### Set exercise
Reproduce the entries below, substituting "occurrence" for every occurrence of "instance" and changing nothing else. Omit the pictures from your version.
>>
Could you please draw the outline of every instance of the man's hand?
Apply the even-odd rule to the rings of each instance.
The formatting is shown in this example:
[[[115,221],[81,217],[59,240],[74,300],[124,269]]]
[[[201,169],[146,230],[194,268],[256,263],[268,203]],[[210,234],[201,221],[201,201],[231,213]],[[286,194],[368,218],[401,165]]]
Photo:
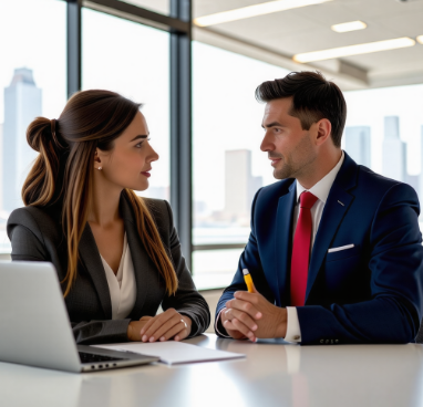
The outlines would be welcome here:
[[[130,341],[156,342],[182,341],[190,334],[192,321],[176,310],[168,309],[156,316],[143,316],[132,321],[127,328]],[[131,332],[130,332],[131,331]]]
[[[287,310],[268,302],[258,292],[237,291],[235,299],[226,302],[220,314],[227,333],[235,340],[248,337],[285,337]]]

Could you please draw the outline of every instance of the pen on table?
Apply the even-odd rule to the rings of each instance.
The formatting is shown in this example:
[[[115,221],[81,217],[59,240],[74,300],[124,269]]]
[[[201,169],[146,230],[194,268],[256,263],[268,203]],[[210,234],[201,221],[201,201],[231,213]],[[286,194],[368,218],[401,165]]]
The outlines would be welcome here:
[[[249,273],[248,269],[243,269],[243,274],[244,274],[244,281],[247,284],[248,292],[255,292],[251,274]]]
<<
### Output for this task
Could you please draw the outline of every occurrence of the man's hand?
Apply the even-odd rule to the rings of each occurrence.
The formatting is shown in this example:
[[[115,221],[81,217],[59,240],[74,300],[124,269]]]
[[[201,169],[146,230],[194,268],[256,263],[268,203]],[[210,234],[201,221],[201,201],[231,213]],[[286,194],[368,218],[401,165]]]
Photo:
The outlines would be welcome here:
[[[130,341],[156,342],[182,341],[190,334],[192,321],[176,310],[168,309],[156,316],[143,316],[132,321],[127,328]],[[131,332],[130,332],[131,331]]]
[[[287,310],[268,302],[258,292],[237,291],[235,299],[226,302],[220,314],[227,333],[235,340],[248,337],[285,337]]]

Could you please draw the outline of every occurrence of the pen on table?
Apply the even-odd rule to the rings of each occurrence.
The formatting is shown in this example:
[[[115,221],[81,217],[59,240],[74,300],[124,269]]]
[[[201,169],[146,230],[194,268],[256,263],[268,203]],[[210,234],[201,221],[201,201],[231,213]],[[286,194],[368,218],[401,165]]]
The outlines would be welcome here:
[[[249,273],[248,269],[243,269],[243,274],[244,274],[244,281],[247,284],[248,292],[255,292],[251,274]]]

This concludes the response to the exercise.